### DATASET RECORDS

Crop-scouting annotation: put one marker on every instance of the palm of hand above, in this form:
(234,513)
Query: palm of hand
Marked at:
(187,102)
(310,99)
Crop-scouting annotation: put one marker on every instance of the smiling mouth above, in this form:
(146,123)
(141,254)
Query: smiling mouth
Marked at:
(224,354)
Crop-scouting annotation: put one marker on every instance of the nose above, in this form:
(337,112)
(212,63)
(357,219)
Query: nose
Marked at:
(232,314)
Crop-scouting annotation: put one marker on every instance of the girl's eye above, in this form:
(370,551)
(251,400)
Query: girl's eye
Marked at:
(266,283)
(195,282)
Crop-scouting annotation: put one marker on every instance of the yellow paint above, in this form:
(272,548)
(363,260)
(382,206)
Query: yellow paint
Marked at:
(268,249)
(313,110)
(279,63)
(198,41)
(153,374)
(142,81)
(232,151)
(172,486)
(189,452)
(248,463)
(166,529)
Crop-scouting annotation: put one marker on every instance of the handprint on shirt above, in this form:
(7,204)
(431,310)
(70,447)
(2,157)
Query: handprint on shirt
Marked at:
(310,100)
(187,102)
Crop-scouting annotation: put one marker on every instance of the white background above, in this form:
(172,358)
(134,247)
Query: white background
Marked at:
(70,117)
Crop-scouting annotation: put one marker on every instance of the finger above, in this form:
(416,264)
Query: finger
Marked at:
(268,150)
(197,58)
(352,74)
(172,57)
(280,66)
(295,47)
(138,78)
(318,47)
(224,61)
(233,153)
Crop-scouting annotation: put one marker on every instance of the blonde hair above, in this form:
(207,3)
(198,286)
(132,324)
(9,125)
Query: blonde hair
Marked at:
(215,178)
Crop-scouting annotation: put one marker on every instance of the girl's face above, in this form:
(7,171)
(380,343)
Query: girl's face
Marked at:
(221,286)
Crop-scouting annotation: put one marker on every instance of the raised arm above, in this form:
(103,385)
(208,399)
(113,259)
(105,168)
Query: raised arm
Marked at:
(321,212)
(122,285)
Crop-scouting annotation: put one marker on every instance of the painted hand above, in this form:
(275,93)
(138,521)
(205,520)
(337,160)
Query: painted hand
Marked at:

### STATED PROBLEM
Change every "Marked at" in the items above to "Located at", and copy everything else without any other changes.

### COMPLETED EXERCISE
Crop-scouting annotation: put one marker on every instance of the palm of hand above, in this form:
(234,513)
Query: palm of hand
Located at:
(187,102)
(310,99)
Crop-scouting annotation: put one marker on every instance of the smiling mouth above, in this form:
(146,123)
(141,254)
Query: smiling mouth
Located at:
(224,354)
Crop-scouting annotation: put one marker on every instance of the nose above, in this form:
(337,112)
(212,63)
(357,219)
Query: nose
Located at:
(232,314)
Crop-scouting annotation: put one marker on every instance of the girl's eye above, in this form:
(370,551)
(251,400)
Query: girl's eye
Located at:
(266,283)
(195,282)
Crop-scouting annotation: put one marker on every instance of the yellow paint above, in this form:
(272,548)
(363,260)
(382,206)
Query: yellow paint
Located at:
(268,249)
(313,110)
(279,63)
(198,41)
(153,374)
(142,81)
(232,151)
(172,486)
(189,452)
(248,463)
(166,529)
Crop-scouting annotation: put one marker on every instance of the handprint on shirt above, in this form:
(7,204)
(431,310)
(70,447)
(2,157)
Query: handprint on shirt
Located at:
(310,100)
(187,102)
Crop-scouting annotation: put one marker on every instance of the white background above, in this form:
(172,358)
(134,247)
Query: white background
Located at:
(70,117)
Crop-scouting annotation: put one marker on every instance of the finger above, in this form:
(416,264)
Query: finger
Located at:
(268,150)
(197,58)
(352,74)
(172,57)
(280,66)
(295,47)
(138,78)
(318,47)
(224,61)
(233,153)
Crop-scouting annotation: put one marker on every instance of the blonde hair above, in this form:
(207,3)
(198,286)
(132,324)
(9,125)
Query: blonde hair
Located at:
(215,178)
Crop-scouting annotation: put one marker on every instance of the girl's face above, in this form:
(7,171)
(380,343)
Query: girl's face
Located at:
(221,286)
Crop-scouting annotation: put one marker on every instance of the raised arm above, in this form:
(103,385)
(208,399)
(113,259)
(105,168)
Query: raised arm
Located at:
(321,212)
(122,285)
Crop-scouting annotation: put one marker on every instance of the painted hand above, in this form:
(275,93)
(138,521)
(205,520)
(337,160)
Query: painted hand
Located at:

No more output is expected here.